**ИНСТРУКЦИИ К ЗАДАНИЯМ**
1: Выпишите из фрагмента о пьесе Шаховского отрывок, который начинается словами "Понятно, что подобный" и заканчивается словами "достойно исследовательской рефлексии.".
2: Кто, согласно фрагменту о пьесе Шаховского, показал в классической работе о "Пиковой даме", как авторское повествование создает напряжение?

**ФРАГМЕНТ ТЕКСТА**
**********
Понятно, что подобный водевиль-эпилог весьма далеко уводил зрителей от настроения пушкинской повести и даже "Хризомании". Впоследствии, когда в 1840-е гг. "Хризомания" с большим успехом ставилась в Москве, ее давали уже без всякого эпилога. Вообще же пьесе была суждена долгая жизнь на русской сцене: она шла до 1856 г., возобновлялась в 1870-е и в 1890-х гг., уже после постановки прославленной оперы Чайковского, так что композитор и либреттист могли видеть комедию Шаховского в театре. Следовательно, в течение полувека "Хризомания, или Страсть к деньгам" вызывала к себе зрительский интерес, что само по себе достойно исследовательской рефлексии.

Рецензент "Северной пчелы", безусловно, ошибался, замечая: "Переделывая Пиковую даму в драматическое зрелище, автор "Хризомании" рабски держался расположения и даже всех выражений повести"11, однако верно подметил, что старый драматург имел в виду подчеркнуть свое уважение к Пушкину, когда заставил героев пить на сцене - как пишет рецензент - "шампанское за здоровье музы Пушкина. Это дело доброе! Музе Пушкина нужно здоровье: она что-то хворает в последнее время!"12. Рецензент преисполнен сарказма к обоим авторам и несколько передергивает. У Шаховского пролог завершается общей здравицей в честь самого Пушкина: "Здоровье соловья поэта! Виват" и пением песни на его стихи "Я люблю вечерний пир..." (Хр., 191). Причем Шаховской совмещает в одной реплике литературно-полемический жест (публичная похвала Пушкину, на которую недаром отреагировала "Северная пчела") с легкой иронией в собственный адрес. Один из героев, Волжской, говорит: "Я выучил новую песню нашего соловья-поэта, который сам пишет прелестно и, спасибо ему, снабжает сюжетами наших драматиков" (Там же). Шаховской, так сказать, расставил по местам фигуры на литературном Олимпе: Пушкин - центральная фигура, а он, Шаховской, занимает по отношению к нему положение подчиненное. Учитывая известное самолюбие драматурга, это жест важный13.

Посмотрим теперь, как же переделывает Шаховской пушкинскую повесть. Понятно, что стоявшая перед ним задача была не из легких. Ощущавшийся уже современниками Пушкина драматизм "Пиковой дамы" связан с характером самого сюжета, со стремительно развивающейся интригой, с вторжением в сюжет фантастики. Однако напряжение создается, в основном, с помощью лаконичного, внешне нейтрального, но амбивалентного и часто ироничного авторского повествования, подчиняющего себе действие (это прекрасно показал В. В. Виноградов в своей классической работе о "Пиковой даме"14). Велика также роль подтекста, стимулирующего творческую активность читателей. Например, фраза о последующей судьбе Лизы: "Лизавета Ивановна вышла замуж за очень любезного молодого человека; он где-то служит и имеет порядочное состояние: он сын управителя у старой графини"15 провоцирует вывод о том, каким образом было приобретено это "порядочное состояние", вызывая в памяти замечание из 2-й гл.: "Многочисленная челядь <...> делала что хотела, наперерыв обкрадывая умирающую старуху" (6, 217). Следующая фраза "Заключения": "У Лизаветы Ивановны воспитывается бедная родственница" (6, 237) заставляет вспомнить замечание из той же 2-й главы о ее уязвленном самолюбии и скорректировать впечатление о кроткой и безответной Лизе, жертве вероломства Германна.
**********
**ВЫДЕРЖКА ИЗ ДАННЫХ**
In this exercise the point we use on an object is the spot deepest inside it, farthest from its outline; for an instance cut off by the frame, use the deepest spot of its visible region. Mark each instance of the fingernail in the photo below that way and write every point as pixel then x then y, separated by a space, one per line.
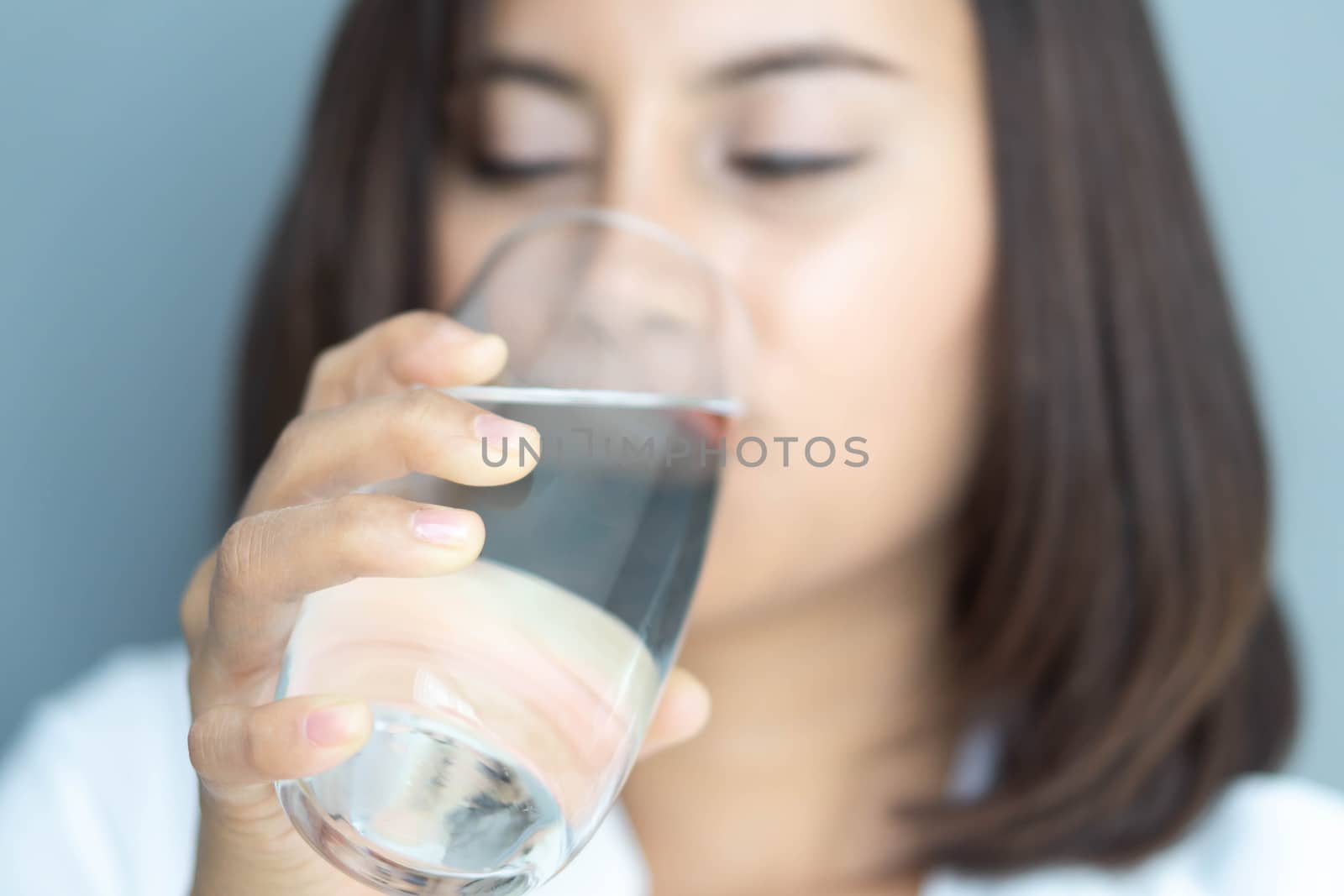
**********
**ОТВЕТЫ К ЗАДАНИЯМ**
1:
Понятно, что подобный водевиль-эпилог весьма далеко уводил зрителей от настроения пушкинской повести и даже "Хризомании". Впоследствии, когда в 1840-е гг. "Хризомания" с большим успехом ставилась в Москве, ее давали уже без всякого эпилога. Вообще же пьесе была суждена долгая жизнь на русской сцене: она шла до 1856 г., возобновлялась в 1870-е и в 1890-х гг., уже после постановки прославленной оперы Чайковского, так что композитор и либреттист могли видеть комедию Шаховского в театре. Следовательно, в течение полувека "Хризомания, или Страсть к деньгам" вызывала к себе зрительский интерес, что само по себе достойно исследовательской рефлексии.

2: В. В. Виноградов.